La stretta del Governo

Decreto Caivano un anno dopo, minorenni in carcere senza futuro

A distanza di 12 mesi dal decreto-legge del 15 settembre 2023, cosa è cambiato? «La gestione degli istituti è andata peggiorando, sembra essere sempre più chiaro che si fa fatica a interrompere una situazione di costante tensione. Questi ragazzi vivono nel presente, senza un progetto per il domani», dice Paolo Tartaglione, referente Area penale Minorile Cnca

di Ilaria Dioguardi

il decreto-legge 15 settembre 2023 n.123, detto “Decreto Caivano”, è diventato legge il 13 novembre dell’anno scorso. In un anno «la gestione degli istituti è andata peggiorando, sembra essere sempre più chiaro che si fa fatica a interrompere una situazione di costante tensione, di rivolte, di azioni clamorose compiute dai ragazzi, di evasioni», dice Paolo Tartaglione, referente Area penale Minorile Cnca (Coordinamento nazionale comunità accoglienti) e presidente della cooperativa Arimo.

Tartaglione, a un anno dal Decreto Caivano, com’è la situazione?

Dodici Istituti di pena per minorenni – Ipm su 17 sono sovraffollati. Il trend di affollamento non si è attenuato, nonostante una flessione della commissione dei reati e il fatto che la stragrande maggioranza dei ragazzi è detenuta in attesa di giudizio, quindi in misura cautelare. Il trend, negli ultimi mesi, è ulteriormente cresciuto. La gestione degli istituti è andata peggiorando, sembra essere sempre più chiaro che si fa fatica a interrompere una situazione di costante tensione, di rivolte, di azioni clamorose compiute dai ragazzi, di evasioni. A noi interessa cercare di provare a riportare la discussione su quello che potrebbe essere funzionale, che potrebbe effettivamente interrompere questa spirale un po’ perversa.

▶ [Dati forniti]:

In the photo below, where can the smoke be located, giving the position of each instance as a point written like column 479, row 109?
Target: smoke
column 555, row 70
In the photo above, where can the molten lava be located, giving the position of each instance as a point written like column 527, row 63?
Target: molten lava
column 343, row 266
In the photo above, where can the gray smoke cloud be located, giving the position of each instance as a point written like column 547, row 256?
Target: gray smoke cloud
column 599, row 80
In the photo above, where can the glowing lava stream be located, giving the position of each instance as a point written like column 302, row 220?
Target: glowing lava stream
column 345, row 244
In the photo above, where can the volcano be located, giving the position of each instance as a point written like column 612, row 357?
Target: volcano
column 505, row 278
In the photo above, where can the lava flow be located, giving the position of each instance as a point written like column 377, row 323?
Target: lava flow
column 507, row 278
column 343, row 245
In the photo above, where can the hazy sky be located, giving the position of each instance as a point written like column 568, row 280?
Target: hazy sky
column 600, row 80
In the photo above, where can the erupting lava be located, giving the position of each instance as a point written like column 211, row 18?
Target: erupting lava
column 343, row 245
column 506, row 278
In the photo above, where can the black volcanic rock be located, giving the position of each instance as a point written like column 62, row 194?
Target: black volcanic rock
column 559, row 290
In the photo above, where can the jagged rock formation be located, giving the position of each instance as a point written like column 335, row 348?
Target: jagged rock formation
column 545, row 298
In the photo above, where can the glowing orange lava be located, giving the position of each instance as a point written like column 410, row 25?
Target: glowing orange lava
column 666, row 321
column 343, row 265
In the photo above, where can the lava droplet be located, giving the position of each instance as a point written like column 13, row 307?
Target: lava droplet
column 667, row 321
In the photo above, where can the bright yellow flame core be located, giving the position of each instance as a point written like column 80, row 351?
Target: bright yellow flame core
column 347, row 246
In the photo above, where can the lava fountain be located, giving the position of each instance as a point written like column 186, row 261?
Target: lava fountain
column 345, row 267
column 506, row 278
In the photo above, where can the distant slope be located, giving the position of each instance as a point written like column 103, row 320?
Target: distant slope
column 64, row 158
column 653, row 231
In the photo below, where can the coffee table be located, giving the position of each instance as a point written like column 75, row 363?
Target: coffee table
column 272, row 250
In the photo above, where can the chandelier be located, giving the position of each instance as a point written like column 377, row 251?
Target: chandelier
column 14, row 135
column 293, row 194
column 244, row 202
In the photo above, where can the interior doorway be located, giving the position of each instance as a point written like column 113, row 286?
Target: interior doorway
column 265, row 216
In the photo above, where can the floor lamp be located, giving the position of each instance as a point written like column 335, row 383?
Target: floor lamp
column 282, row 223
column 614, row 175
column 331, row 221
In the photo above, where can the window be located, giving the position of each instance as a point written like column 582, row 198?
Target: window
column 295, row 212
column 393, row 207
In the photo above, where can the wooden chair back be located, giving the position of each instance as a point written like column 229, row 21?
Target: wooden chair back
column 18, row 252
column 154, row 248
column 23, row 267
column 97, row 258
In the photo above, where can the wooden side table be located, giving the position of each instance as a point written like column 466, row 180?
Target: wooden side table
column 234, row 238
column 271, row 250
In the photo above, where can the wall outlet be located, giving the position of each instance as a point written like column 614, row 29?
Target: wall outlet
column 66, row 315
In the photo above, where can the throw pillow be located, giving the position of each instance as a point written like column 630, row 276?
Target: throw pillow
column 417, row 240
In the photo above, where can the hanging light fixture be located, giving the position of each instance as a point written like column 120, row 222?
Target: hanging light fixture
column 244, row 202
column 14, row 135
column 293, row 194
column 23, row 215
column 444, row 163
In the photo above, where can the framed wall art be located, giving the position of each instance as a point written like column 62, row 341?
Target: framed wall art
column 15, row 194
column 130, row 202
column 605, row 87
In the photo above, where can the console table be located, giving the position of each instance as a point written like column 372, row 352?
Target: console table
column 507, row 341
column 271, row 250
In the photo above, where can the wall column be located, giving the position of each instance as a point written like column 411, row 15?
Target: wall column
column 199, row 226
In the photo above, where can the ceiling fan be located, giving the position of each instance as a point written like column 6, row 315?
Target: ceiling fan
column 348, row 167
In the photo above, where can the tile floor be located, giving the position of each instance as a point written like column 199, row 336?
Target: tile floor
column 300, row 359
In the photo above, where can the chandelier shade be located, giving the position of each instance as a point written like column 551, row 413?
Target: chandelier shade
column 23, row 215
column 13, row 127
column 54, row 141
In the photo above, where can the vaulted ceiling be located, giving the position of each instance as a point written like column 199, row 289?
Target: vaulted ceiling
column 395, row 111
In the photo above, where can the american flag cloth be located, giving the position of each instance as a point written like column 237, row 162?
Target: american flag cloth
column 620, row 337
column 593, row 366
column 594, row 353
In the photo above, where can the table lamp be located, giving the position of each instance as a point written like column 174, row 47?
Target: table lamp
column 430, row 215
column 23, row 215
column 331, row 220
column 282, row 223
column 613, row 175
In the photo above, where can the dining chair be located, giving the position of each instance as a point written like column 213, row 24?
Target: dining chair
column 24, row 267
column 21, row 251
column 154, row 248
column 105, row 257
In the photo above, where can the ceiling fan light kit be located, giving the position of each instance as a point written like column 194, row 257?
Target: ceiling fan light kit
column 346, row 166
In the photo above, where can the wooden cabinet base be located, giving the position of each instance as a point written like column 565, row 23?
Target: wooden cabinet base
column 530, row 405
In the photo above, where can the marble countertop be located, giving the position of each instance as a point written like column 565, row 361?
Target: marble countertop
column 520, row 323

▶ [Requisiti]: Nell'articolo sul Decreto Caivano, Tartaglione descrive una situazione di costante tensione negli istituti. Elenca tutti gli episodi che la compongono.

▶ [Esito del compito]:
- rivolte
- azioni clamorose compiute dai ragazzi
- evasioni